__Problem description__
Starting at the line that contains "For every instance of the beetle leg, imagine", restate each line word for word through the final line of the data, keeping both ends.
⟨
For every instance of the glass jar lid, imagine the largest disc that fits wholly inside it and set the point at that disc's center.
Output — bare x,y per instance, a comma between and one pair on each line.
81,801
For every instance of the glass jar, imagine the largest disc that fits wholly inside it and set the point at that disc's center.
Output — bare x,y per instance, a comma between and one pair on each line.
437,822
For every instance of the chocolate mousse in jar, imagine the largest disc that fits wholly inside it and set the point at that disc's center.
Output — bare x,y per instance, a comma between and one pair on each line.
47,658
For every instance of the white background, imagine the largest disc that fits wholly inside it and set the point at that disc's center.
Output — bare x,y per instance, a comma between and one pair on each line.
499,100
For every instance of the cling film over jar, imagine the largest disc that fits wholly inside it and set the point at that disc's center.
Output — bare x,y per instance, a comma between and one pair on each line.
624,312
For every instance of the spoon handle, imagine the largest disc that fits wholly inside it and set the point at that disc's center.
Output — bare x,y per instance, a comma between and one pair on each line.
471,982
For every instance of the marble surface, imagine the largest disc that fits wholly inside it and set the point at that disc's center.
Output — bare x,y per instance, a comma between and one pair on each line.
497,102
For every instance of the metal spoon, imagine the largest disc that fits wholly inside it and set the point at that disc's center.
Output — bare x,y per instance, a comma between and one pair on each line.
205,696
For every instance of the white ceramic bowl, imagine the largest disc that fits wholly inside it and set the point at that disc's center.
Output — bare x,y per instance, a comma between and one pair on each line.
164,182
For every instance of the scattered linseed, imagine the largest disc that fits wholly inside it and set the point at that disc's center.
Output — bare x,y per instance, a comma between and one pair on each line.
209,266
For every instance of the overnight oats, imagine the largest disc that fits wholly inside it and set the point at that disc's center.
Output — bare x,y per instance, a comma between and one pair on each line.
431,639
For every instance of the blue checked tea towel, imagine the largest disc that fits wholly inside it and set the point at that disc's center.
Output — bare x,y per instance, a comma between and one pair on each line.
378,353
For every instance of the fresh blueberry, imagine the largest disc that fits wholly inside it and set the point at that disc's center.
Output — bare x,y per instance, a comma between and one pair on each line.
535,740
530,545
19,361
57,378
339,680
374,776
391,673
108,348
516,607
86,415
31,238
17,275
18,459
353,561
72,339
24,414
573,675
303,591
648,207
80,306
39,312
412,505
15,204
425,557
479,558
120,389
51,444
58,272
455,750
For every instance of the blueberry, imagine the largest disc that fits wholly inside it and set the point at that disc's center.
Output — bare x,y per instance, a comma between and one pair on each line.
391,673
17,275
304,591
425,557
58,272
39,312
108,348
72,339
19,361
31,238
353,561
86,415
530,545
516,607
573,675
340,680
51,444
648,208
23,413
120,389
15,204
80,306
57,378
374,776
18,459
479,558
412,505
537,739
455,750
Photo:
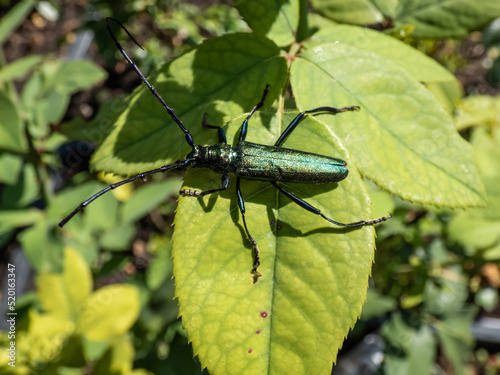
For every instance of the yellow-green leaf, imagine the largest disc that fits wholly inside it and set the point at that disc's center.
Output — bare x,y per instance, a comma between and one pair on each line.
109,312
314,275
61,295
401,138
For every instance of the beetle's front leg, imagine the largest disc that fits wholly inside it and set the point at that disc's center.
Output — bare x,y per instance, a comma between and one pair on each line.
302,203
196,193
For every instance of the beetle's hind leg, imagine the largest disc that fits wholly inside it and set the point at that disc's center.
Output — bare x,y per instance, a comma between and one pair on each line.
196,193
301,116
256,251
316,211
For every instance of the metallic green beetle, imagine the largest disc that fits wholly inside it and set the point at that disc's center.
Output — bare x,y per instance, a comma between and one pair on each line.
248,161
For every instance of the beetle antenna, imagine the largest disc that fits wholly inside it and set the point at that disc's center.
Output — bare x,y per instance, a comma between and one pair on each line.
170,111
143,176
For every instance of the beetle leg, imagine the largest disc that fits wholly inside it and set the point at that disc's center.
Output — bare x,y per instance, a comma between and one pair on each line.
301,116
316,211
244,127
196,193
256,251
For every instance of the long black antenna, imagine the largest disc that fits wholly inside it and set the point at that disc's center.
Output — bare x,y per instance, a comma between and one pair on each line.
170,111
142,176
⟩
__Written reply__
For every instance of the beetle leg, imagine the largest disc that fits wholly inside it and set the point at that disc's center.
Output — bare x,y per instance, a comma between and one pair on each line.
301,116
316,211
244,127
196,193
256,251
For every instance of the long black antenna, imagine the largest disc that fits wholly inside it and set the point at that disc's center.
Output — bare x,y per instance, a comma between and one pair on each line.
170,111
142,176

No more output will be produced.